Information provided =
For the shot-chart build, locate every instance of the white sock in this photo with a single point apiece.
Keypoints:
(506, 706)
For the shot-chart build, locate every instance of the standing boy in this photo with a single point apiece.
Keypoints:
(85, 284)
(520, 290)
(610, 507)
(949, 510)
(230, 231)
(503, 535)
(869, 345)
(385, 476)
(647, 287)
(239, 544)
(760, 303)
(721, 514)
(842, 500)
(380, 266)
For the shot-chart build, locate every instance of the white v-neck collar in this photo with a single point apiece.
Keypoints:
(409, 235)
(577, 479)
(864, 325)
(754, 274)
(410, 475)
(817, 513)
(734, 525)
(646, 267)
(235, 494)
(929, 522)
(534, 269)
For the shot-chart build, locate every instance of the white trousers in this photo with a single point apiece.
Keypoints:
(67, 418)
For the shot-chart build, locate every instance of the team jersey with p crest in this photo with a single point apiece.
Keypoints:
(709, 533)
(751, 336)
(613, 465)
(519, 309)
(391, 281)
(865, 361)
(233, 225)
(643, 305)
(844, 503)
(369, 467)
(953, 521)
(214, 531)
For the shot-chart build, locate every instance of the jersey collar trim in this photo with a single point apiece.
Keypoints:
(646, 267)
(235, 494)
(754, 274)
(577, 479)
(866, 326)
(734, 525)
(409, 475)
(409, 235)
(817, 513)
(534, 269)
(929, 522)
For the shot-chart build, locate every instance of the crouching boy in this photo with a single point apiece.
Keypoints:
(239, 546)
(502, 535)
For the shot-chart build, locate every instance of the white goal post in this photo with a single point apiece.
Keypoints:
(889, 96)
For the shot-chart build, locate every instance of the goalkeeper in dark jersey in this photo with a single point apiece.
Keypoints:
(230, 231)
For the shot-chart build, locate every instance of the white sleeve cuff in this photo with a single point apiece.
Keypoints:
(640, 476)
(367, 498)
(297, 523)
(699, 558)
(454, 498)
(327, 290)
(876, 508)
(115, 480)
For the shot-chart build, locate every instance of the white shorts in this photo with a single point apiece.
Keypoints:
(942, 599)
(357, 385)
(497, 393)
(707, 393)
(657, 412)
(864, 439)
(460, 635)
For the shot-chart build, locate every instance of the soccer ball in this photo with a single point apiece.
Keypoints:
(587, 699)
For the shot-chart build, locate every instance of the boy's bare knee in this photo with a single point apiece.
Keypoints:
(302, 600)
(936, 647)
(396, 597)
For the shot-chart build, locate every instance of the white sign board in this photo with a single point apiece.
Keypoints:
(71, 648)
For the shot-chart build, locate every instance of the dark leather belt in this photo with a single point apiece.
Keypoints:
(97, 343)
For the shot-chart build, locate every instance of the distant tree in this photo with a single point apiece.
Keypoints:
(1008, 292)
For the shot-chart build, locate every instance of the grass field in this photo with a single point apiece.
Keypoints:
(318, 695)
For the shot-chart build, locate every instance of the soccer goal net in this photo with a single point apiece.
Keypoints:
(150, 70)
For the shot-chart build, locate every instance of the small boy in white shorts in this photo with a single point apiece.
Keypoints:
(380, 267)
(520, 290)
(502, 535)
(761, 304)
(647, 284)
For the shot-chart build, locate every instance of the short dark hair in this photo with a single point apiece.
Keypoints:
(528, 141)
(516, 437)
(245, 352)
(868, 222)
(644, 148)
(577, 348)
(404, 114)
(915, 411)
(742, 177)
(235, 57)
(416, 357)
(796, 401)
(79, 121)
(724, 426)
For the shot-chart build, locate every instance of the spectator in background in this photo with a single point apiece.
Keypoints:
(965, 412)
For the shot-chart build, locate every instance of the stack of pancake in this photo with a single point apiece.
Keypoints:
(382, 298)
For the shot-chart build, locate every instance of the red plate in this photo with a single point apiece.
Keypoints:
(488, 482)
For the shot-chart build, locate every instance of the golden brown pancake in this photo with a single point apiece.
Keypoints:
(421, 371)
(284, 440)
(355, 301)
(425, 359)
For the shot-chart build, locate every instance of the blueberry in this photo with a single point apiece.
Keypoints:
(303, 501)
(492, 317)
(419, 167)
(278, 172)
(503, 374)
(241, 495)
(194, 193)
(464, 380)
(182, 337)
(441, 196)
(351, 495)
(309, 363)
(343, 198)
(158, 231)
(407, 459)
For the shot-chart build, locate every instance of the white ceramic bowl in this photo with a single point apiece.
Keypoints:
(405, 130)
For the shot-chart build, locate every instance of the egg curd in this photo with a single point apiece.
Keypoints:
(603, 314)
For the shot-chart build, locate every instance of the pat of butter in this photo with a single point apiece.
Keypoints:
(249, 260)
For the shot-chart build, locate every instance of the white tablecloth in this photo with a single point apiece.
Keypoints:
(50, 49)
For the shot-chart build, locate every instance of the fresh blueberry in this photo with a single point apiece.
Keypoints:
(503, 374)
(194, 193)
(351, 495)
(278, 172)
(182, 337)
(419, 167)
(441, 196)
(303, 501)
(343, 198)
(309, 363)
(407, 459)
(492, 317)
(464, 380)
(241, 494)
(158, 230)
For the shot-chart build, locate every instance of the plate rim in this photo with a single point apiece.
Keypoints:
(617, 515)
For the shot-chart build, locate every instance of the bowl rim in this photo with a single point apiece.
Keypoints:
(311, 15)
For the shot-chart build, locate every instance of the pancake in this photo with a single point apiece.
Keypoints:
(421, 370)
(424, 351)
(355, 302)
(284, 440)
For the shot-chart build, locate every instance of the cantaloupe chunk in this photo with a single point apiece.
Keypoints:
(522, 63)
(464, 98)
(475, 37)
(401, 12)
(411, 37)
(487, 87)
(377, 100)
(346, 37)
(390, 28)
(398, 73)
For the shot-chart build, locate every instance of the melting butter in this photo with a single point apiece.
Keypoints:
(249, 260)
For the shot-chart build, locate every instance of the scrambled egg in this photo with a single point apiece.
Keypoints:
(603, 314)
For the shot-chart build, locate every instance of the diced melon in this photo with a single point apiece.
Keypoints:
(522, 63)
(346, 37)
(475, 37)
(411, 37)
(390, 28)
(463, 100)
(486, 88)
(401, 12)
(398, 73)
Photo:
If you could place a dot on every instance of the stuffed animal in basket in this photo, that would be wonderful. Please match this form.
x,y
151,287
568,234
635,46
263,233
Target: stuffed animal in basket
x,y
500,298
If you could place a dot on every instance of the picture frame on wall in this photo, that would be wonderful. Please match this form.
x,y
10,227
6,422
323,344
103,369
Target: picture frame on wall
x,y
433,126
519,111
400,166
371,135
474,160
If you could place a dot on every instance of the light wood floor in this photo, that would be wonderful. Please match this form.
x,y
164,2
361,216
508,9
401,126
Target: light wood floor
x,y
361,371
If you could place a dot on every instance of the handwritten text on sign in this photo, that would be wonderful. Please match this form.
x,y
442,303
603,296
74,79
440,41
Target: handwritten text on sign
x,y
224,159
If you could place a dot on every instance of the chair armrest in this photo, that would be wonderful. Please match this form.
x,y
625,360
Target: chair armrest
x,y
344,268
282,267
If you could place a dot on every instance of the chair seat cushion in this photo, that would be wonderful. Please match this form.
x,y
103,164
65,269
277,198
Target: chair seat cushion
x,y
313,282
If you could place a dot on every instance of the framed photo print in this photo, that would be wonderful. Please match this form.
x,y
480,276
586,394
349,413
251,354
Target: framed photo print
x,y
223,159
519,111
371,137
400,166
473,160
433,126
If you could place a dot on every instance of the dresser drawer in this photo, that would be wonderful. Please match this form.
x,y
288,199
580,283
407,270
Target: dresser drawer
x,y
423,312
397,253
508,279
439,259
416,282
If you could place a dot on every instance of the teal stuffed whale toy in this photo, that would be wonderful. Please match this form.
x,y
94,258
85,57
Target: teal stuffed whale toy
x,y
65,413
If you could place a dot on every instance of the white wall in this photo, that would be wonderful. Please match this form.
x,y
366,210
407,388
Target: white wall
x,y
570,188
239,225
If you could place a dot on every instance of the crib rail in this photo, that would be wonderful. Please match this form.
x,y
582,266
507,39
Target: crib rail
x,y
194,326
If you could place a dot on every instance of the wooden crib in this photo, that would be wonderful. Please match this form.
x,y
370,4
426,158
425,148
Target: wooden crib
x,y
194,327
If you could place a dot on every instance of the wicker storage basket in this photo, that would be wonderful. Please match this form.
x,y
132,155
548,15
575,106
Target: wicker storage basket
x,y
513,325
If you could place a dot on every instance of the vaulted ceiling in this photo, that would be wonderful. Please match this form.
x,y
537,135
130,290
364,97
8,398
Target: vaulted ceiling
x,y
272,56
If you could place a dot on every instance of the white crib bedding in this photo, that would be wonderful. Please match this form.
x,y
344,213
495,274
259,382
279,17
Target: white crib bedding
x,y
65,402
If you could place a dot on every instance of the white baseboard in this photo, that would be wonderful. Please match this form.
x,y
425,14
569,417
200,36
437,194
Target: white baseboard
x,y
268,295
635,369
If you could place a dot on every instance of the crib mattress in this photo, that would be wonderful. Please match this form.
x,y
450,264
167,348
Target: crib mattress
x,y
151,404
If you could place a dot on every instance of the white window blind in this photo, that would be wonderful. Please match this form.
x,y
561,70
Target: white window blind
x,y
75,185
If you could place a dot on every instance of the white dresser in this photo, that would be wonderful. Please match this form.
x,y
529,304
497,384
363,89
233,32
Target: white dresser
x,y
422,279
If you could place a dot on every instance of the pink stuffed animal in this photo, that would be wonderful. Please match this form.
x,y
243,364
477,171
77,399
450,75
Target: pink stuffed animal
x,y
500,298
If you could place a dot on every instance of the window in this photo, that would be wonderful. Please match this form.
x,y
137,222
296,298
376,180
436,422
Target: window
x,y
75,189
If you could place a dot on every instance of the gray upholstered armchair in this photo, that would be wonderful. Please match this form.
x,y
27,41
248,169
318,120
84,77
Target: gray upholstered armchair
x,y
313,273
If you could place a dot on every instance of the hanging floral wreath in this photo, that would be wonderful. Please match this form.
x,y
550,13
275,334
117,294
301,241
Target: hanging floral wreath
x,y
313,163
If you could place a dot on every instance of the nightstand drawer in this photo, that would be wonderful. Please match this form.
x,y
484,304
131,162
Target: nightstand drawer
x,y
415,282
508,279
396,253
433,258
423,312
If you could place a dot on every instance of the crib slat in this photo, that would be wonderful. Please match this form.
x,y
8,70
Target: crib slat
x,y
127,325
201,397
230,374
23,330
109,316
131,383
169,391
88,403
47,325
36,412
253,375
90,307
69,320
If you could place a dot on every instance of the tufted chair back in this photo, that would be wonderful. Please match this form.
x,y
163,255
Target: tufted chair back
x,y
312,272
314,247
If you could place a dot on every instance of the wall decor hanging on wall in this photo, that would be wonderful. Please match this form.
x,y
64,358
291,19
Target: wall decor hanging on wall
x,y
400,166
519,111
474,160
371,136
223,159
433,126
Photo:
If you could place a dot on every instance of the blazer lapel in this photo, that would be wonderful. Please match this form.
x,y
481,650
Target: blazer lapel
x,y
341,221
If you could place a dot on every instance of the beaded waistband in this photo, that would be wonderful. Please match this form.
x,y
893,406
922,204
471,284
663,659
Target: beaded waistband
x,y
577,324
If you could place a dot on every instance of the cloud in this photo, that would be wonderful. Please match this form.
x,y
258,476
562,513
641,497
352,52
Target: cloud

Required work =
Repeat exactly, and only, the lines from the line containing "of the tufted" through the last line of the records above, both included.

Output for this exercise =
If you could place a dot on every instance of the tufted chair back in this photo, that would be wonderful. Please match this form.
x,y
163,255
Target: tufted chair back
x,y
312,272
314,247
If you could place a dot on every instance of the wall decor hanging on wall in this photo, that would be wonderful. Please match this form.
x,y
64,358
291,19
Target: wall decor hanging on wall
x,y
400,166
519,111
474,160
371,136
223,159
433,126
Photo:
If you could place a dot on every instance of the blazer lapel in this photo, that would be wonderful. Please match this form.
x,y
481,650
Target: blazer lapel
x,y
341,221
If you could place a dot on every instance of the beaded waistband in this photo, that would be wonderful. Please match this form.
x,y
893,406
922,204
471,284
663,659
Target: beaded waistband
x,y
577,324
If you could place a dot on every instance of the cloud in this photo, that would be wonderful. Please match this form.
x,y
258,476
562,513
641,497
352,52
Target: cloud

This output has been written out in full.